TASK STATEMENT:
Copy out all of the records, exactly as they appear.

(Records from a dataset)
•••

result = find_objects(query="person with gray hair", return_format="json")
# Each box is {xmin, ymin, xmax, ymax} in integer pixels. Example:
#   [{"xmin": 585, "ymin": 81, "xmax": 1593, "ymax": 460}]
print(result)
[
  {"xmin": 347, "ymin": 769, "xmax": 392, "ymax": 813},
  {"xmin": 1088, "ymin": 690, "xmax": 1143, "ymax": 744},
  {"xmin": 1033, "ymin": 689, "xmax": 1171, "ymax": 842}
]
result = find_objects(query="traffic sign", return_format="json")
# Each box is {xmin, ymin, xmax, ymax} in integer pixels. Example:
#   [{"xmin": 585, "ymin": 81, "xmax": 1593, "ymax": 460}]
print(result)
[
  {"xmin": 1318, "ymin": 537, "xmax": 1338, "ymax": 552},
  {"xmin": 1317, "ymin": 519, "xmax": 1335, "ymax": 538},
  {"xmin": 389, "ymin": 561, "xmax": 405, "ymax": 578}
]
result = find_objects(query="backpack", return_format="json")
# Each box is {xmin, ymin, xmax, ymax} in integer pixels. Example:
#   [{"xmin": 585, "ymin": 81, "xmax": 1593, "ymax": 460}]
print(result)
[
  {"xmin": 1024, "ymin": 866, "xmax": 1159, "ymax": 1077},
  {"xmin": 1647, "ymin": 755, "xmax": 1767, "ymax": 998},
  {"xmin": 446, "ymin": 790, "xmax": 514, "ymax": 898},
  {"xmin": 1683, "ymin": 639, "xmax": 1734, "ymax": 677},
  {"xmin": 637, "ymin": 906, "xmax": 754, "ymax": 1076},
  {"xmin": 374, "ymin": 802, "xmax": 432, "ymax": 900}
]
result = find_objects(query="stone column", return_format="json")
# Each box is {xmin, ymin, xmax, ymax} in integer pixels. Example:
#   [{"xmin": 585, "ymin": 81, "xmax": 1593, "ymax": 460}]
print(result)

•••

ANSWER AREA:
result = find_objects(query="person with gray hair", return_format="json")
# Each box is {xmin, ymin, xmax, ymax} in integer pixels. Example:
#   [{"xmin": 585, "ymin": 81, "xmax": 1593, "ymax": 460}]
print(result)
[
  {"xmin": 347, "ymin": 769, "xmax": 392, "ymax": 813},
  {"xmin": 1088, "ymin": 690, "xmax": 1143, "ymax": 744},
  {"xmin": 1033, "ymin": 689, "xmax": 1171, "ymax": 842}
]
result = find_objects(query="traffic sign", return_format="json")
# Each box is {xmin, ymin, xmax, ymax} in integer pixels. Example:
#   [{"xmin": 585, "ymin": 81, "xmax": 1593, "ymax": 460}]
print(result)
[
  {"xmin": 1318, "ymin": 537, "xmax": 1338, "ymax": 552},
  {"xmin": 1317, "ymin": 519, "xmax": 1335, "ymax": 538},
  {"xmin": 389, "ymin": 561, "xmax": 405, "ymax": 578}
]
result = find_objects(query="backpack", return_format="json")
# Each box is {xmin, ymin, xmax, ymax} in integer pixels. Example:
#   [{"xmin": 585, "ymin": 81, "xmax": 1593, "ymax": 460}]
print(result)
[
  {"xmin": 1024, "ymin": 866, "xmax": 1159, "ymax": 1077},
  {"xmin": 1647, "ymin": 755, "xmax": 1767, "ymax": 998},
  {"xmin": 446, "ymin": 790, "xmax": 514, "ymax": 898},
  {"xmin": 1683, "ymin": 639, "xmax": 1734, "ymax": 677},
  {"xmin": 637, "ymin": 906, "xmax": 754, "ymax": 1076},
  {"xmin": 374, "ymin": 802, "xmax": 432, "ymax": 900}
]
result = find_objects(query="stone column", return_format="json")
# Each box is {xmin, ymin, xmax, ymax} in integer pixels. Example:
#   [{"xmin": 585, "ymin": 81, "xmax": 1593, "ymax": 460}]
print(result)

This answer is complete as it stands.